Prompt: Please answer this from the excerpt on CCPA privacy notices: on what date did the CPRA amendments take effect?

Excerpted text:
======

Lawyers love theory. Regulators and consumers care about what you actually put on the page. That’s why walking through examples of sample CCPA privacy notice examples for businesses is far more helpful than restating the statute.

Since the CCPA took effect and the CPRA amendments kicked in (January 1, 2023, with enforcement ramping through 2024–2025), the California Privacy Protection Agency (CPPA) has made one thing very clear: notices must be specific, readable, and aligned with your real data practices. Boilerplate that doesn’t match reality is a liability, not a shield.

Below are concrete, sector‑specific examples you can adapt. They’re not one‑size‑fits‑all, but they show how to:

  • Identify categories of personal information in plain English
  • Link each category to a purpose for use and sharing
  • Explain sales and “sharing” for cross‑context behavioral advertising
  • Highlight consumer rights and how to use them
  • Keep the whole thing short enough that people might actually read it

For legal text and official definitions, you should keep the statute nearby. California’s Attorney General and the CPPA publish primary materials and regulations here:

  • California Attorney General CCPA page: https://oag.ca.gov/privacy/ccpa
  • California Privacy Protection Agency: https://cppa.ca.gov

Use those for the legal backbone; use the examples below for tone, structure, and practical drafting.

======

Given data:
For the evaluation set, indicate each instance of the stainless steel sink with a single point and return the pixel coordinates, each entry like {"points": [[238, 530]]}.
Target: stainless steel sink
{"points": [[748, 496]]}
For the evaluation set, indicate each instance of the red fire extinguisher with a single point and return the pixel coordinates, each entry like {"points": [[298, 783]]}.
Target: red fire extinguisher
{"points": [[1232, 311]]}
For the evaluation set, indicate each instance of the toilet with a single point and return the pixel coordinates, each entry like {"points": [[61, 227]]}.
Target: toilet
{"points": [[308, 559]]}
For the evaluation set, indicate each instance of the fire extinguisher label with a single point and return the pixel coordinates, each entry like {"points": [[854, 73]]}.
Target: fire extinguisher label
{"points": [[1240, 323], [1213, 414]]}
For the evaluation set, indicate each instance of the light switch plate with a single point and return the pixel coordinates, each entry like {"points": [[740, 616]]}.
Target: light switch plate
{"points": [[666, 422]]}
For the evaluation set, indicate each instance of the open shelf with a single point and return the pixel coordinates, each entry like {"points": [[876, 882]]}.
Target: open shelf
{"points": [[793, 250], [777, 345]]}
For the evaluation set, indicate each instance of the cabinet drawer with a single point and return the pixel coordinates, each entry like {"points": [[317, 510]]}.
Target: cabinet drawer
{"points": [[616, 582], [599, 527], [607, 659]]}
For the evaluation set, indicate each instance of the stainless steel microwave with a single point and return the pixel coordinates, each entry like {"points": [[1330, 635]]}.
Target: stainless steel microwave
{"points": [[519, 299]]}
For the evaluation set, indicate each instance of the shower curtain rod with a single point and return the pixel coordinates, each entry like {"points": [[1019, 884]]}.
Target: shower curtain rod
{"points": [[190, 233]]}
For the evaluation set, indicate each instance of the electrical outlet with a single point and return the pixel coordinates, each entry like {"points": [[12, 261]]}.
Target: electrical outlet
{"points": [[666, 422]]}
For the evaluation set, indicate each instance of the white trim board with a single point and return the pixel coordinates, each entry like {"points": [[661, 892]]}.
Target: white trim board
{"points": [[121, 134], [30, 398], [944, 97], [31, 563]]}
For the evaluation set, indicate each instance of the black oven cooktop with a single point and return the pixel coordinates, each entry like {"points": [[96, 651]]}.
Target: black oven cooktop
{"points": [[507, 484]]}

======

Correct output: January 1, 2023.